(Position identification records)
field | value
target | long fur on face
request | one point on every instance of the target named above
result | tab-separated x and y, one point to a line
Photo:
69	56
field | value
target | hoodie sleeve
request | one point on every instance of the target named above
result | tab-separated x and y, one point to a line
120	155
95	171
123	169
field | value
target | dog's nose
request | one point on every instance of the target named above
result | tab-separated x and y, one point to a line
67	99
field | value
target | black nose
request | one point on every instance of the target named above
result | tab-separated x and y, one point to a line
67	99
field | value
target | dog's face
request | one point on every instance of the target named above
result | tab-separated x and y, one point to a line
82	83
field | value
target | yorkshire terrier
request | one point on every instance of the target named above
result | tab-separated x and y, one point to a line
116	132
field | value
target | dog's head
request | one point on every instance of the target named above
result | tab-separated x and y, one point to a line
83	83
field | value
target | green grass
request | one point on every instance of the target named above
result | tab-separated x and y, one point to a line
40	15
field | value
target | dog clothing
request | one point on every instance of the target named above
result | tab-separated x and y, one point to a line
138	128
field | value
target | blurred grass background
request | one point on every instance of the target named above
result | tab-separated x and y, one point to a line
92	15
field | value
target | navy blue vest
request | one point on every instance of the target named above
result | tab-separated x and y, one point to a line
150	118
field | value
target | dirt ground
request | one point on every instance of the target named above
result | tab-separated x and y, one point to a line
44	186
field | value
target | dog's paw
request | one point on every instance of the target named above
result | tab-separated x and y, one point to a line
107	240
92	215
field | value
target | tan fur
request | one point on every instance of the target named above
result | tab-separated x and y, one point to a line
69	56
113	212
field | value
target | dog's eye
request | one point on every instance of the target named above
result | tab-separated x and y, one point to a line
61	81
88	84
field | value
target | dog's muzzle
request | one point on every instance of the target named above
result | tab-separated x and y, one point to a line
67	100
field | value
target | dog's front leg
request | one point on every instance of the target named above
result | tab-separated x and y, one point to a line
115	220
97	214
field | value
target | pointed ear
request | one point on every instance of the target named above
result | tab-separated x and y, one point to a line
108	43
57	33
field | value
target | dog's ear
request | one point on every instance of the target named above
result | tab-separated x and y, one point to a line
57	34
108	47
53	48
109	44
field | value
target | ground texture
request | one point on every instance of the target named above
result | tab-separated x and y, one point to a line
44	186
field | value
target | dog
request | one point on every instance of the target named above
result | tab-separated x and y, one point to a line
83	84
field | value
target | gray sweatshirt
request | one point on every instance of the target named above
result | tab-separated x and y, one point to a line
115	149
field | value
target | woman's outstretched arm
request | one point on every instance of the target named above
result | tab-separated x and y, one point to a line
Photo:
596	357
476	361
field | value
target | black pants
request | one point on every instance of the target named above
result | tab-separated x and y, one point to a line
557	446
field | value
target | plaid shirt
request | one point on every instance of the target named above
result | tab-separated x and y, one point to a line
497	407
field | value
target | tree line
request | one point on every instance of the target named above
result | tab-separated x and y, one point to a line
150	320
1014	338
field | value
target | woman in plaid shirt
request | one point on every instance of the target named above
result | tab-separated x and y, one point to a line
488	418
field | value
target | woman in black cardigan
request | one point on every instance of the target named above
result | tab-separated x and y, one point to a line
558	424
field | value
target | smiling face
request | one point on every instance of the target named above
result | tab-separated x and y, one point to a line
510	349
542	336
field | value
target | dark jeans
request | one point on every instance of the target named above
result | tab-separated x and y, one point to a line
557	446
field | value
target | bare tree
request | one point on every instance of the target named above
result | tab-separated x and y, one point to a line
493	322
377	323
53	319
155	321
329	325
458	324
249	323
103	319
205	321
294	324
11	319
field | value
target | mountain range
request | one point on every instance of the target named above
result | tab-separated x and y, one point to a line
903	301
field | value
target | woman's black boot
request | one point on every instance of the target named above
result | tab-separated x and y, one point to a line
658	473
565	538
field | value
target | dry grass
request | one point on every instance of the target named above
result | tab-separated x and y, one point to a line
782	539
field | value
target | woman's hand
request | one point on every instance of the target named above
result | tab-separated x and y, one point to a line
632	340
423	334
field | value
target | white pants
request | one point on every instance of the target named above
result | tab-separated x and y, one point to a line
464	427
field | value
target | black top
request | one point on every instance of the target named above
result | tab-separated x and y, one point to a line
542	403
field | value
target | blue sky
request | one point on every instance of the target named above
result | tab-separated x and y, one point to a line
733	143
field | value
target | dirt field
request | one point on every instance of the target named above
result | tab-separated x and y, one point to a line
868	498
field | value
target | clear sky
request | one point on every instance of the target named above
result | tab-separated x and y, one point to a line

_Objective_
Please show every line of the material above that contains the string "grass", treating uppercase and lowercase as different.

_Right answer_
target | green grass
target | blurred grass background
target | dry grass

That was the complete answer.